### Passage
◇ ◇ ◇

Recent advances in computing, communications, sensing, and materials science are enabling the design of a new generation of large scale civil engineering systems. Signature applications that are new to Civil Engineering due to these advances include:

  • The next generation power grid that will link time-sensitive demand from home appliances, electric power cars, renewable energy sources, and other features for efficiency gains
  • The Pearl River Tower Complex will be the most energy efficient skyscraper ever built (scheduled for completion in 2010)
  • A Next Generation air traffic control and management system that incorporates advanced new vehicles, modernized avionics, and increasing levels of autonomy
  • Modernization of waterways such as the Panama Canal and Bosporus Straights,
  • Global natural gas and other energy supply chains (e.g., oil, coal) which involve a combination of engineering challenges as well as market, national, or regional goals
  • Sustainable development for high-density urban areas.

These systems will be required to support new functionality such as new types of interaction between infrastructure and people, have levels of performance that were previously unobtainable (e.g., in energy usage), and be economically efficient. In many cases, enhanced functionality and performance will be achieved through an improved ability to anticipate demand, monitor the surrounding (natural) environment, control system responses, and look ahead and anticipate events. Sometimes automation will replace some operations currently handled by humans. Future CEE systems will be far more heterogeneous than their predecessors and may be connected to other types of systems in completely new ways. This makes the task of system design, analysis and integration of multi-disciplinary concerns (e.g., reliability, efficiency, and system tradeoffs) much more difficult than in the past.

Additionally, there is strong linkage between civil infrastructure systems and public policy or societal goals. Consider challenges in energy management and transportation or energy networks. If we want to reduce carbon emissions in the power and other sectors, how much do we need to change our current power grid in light of:

  • Increased renewable generation (e.g., wind) and transmission expansion to connect the supply in less populated areas to where the load is in more populated regions
  • The strong interaction between vehicle usage and carbon emissions (e.g., the role of electric cars on the current power grid)
  • Using natural gas or other less carbon intense fossil fuels for the nation’s fleet of vehicles

Objectives of the Civil Systems Program

The goal of the University of Maryland Civil Systems program is to provide M.S and Ph.D. level education in interdisciplinary engineering systems typically found in civil infrastructure settings. The related research will concentrate on how to optimize system efficiency, reliability, cost, and other factors.

◇ ◇ ◇

### Information shown
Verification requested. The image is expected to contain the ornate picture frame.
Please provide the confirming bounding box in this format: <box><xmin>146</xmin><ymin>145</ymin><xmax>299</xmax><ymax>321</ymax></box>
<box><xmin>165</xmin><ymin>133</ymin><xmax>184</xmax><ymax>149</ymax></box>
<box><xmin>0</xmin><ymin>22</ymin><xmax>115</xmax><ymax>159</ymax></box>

◇ ◇ ◇

### Given problem
Please repeat the civil systems passage word for word, beginning at the words "Recent advances in" and stopping after "completion in 2010)". The data here was taken from a different source than the passage.

### The answer
Recent advances in computing, communications, sensing, and materials science are enabling the design of a new generation of large scale civil engineering systems. Signature applications that are new to Civil Engineering due to these advances include:

  • The next generation power grid that will link time-sensitive demand from home appliances, electric power cars, renewable energy sources, and other features for efficiency gains
  • The Pearl River Tower Complex will be the most energy efficient skyscraper ever built (scheduled for completion in 2010)